◆ **REQUIRED WORK**
In the material below, repeat only the lines from the one that holds "topper? Mark that spot." through the final line, exactly as they stand.

◆ **Source records**
--------

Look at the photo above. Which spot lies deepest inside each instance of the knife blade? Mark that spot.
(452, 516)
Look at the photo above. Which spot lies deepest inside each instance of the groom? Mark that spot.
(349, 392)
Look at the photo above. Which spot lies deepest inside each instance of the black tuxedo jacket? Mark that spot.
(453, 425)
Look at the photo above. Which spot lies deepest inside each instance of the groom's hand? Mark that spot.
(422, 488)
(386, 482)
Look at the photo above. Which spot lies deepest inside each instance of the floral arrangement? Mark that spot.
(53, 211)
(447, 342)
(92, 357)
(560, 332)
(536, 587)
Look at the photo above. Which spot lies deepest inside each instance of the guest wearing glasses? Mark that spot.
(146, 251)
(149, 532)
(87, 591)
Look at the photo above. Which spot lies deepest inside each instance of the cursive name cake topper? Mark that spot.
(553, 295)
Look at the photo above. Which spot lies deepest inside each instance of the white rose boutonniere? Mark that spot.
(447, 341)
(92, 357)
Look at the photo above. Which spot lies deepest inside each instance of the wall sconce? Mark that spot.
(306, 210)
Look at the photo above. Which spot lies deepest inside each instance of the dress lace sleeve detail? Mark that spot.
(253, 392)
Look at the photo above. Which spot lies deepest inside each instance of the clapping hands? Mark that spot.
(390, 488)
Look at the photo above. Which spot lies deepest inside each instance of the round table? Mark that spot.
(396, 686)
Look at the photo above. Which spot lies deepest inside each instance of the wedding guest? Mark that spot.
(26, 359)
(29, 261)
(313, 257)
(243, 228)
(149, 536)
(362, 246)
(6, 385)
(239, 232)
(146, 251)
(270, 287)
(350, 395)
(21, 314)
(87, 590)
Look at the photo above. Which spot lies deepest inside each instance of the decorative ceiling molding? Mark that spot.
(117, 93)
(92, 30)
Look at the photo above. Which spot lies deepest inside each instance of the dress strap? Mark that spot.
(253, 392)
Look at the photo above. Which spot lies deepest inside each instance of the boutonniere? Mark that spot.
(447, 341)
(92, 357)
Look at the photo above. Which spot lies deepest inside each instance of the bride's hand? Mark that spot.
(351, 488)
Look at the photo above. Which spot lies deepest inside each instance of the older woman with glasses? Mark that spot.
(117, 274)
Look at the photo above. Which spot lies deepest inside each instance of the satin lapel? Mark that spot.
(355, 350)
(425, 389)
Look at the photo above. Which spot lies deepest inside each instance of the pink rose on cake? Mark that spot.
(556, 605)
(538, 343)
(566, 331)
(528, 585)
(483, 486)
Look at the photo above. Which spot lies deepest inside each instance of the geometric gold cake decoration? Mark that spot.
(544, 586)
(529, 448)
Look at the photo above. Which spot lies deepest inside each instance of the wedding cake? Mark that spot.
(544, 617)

--------

◆ **CORRECT RESULT**
Look at the photo above. Which spot lies deepest inside each instance of the cursive name cake topper? Mark that spot.
(553, 295)
Look at the photo above. Which spot lies deepest inside each instance of the white rose boutonniere? Mark that spot.
(447, 341)
(92, 357)
Look at the photo above. Which spot lies deepest inside each instance of the wall sconce? Mark that spot.
(306, 210)
Look at the photo above. Which spot lies deepest inside each instance of the dress lace sleeve detail? Mark that spot.
(253, 392)
Look at the photo above. Which spot lies deepest inside each instance of the clapping hands? Mark that spot.
(390, 488)
Look at the photo above. Which spot lies deepest inside each instance of the round table? Mark that spot.
(396, 686)
Look at the photo above. Which spot lies deepest inside each instance of the wedding guest? Mark that spot.
(26, 359)
(29, 261)
(313, 257)
(243, 228)
(149, 536)
(362, 246)
(6, 385)
(239, 232)
(146, 251)
(270, 287)
(350, 395)
(21, 314)
(87, 590)
Look at the photo above. Which spot lies deepest inside each instance of the decorative ceiling molding? Mark that spot.
(117, 93)
(92, 30)
Look at the photo above. Which spot lies deepest inside each instance of the dress strap? Mark that spot.
(253, 392)
Look at the photo above. Which spot lies deepest inside each instance of the boutonniere? Mark that spot.
(447, 341)
(92, 357)
Look at the photo above. Which spot lies deepest inside each instance of the bride's hand? Mark that spot.
(351, 488)
Look at the photo above. Which spot lies deepest inside each instance of the older woman with glasses? Mark that spot.
(117, 274)
Look at the photo above. Which spot lies deepest inside each instance of the satin lapel? Mark that spot.
(355, 350)
(425, 389)
Look at the photo above. Which spot lies deepest inside each instance of the pink rose on cake? Mark that spot.
(556, 605)
(538, 343)
(566, 331)
(528, 585)
(483, 486)
Look at the photo above. Which spot lies deepest inside each instance of the geometric gold cake decoration? Mark that spot.
(544, 586)
(529, 448)
Look at the photo above. Which spot lies deepest inside each instance of the wedding cake? Mark that spot.
(544, 617)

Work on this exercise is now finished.